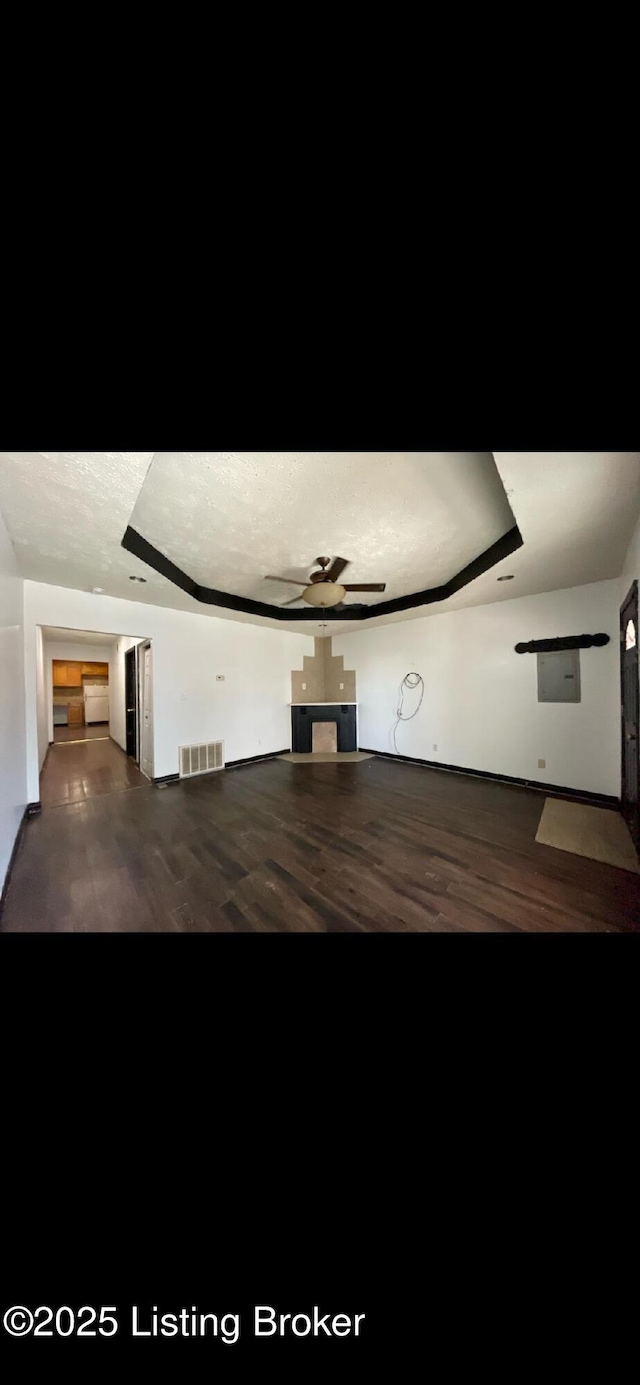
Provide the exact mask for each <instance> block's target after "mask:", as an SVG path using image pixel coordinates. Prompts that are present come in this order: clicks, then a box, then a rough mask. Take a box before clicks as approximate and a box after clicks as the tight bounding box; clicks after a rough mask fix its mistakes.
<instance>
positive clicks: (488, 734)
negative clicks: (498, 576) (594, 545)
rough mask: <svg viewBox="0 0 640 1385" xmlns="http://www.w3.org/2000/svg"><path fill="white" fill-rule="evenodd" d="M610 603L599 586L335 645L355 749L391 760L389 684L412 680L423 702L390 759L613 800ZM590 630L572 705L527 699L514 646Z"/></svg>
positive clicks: (459, 613)
mask: <svg viewBox="0 0 640 1385" xmlns="http://www.w3.org/2000/svg"><path fill="white" fill-rule="evenodd" d="M618 596H619V582H618V580H612V582H598V583H593V584H589V586H583V587H571V589H568V590H565V591H550V593H544V594H543V596H535V597H519V598H515V600H513V601H500V602H496V604H495V605H486V607H474V608H472V609H465V611H452V612H446V614H441V615H435V614H434V615H431V616H425V618H423V619H417V620H405V622H402V623H398V625H386V626H378V627H375V629H371V630H363V632H360V630H359V632H356V633H355V634H344V636H338V637H335V638H334V654H344V656H345V668H349V669H352V668H355V669H356V674H357V694H356V695H357V699H359V704H360V706H359V742H360V745H362V747H364V748H366V749H373V751H386V752H391V753H393V744H392V738H391V731H392V727H393V723H395V719H396V717H395V709H396V706H398V701H399V684H400V683H402V680H403V677H405V674H406V673H409V672H417V673H420V674H421V676H423V679H424V683H425V695H424V702H423V706H421V711H420V712H418V715H417V717H416V719H414V720H413V722H407V723H402V724H400V726H399V729H398V733H396V741H398V752H399V753H400V755H411V756H416V758H417V759H425V760H439V762H441V763H442V765H457V766H461V767H463V769H477V770H489V771H493V773H497V774H511V776H514V777H517V778H528V780H537V781H542V783H549V784H560V785H564V787H567V788H575V789H585V791H590V792H594V794H612V795H616V796H619V792H621V747H619V735H621V730H619V654H618V608H619V600H618ZM598 632H604V633H605V634H608V636H610V637H611V643H610V644H608V645H605V648H594V650H583V651H580V676H582V702H580V704H565V705H562V704H540V702H537V659H536V656H535V655H533V654H522V655H518V654H515V652H514V645H515V644H518V643H521V641H528V640H544V638H555V637H558V636H567V634H596V633H598ZM409 706H410V695H409V694H407V697H406V708H407V709H409ZM434 745H438V751H435V749H434ZM539 759H546V762H547V763H546V769H539V767H537V760H539Z"/></svg>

◆ **Instructions for the task**: All lines in the records above with "instance" need to be found and copied.

◆ **Task output**:
Provide the exact mask for each <instance> block's target after "mask:", as an SVG path using image pixel coordinates. Prompts that are present come in this order: clicks, then a box, then a rough mask. Take a box before clicks as approximate and a box after clicks as the tight bounding box; clicks after a rough mask fix its mistakes.
<instance>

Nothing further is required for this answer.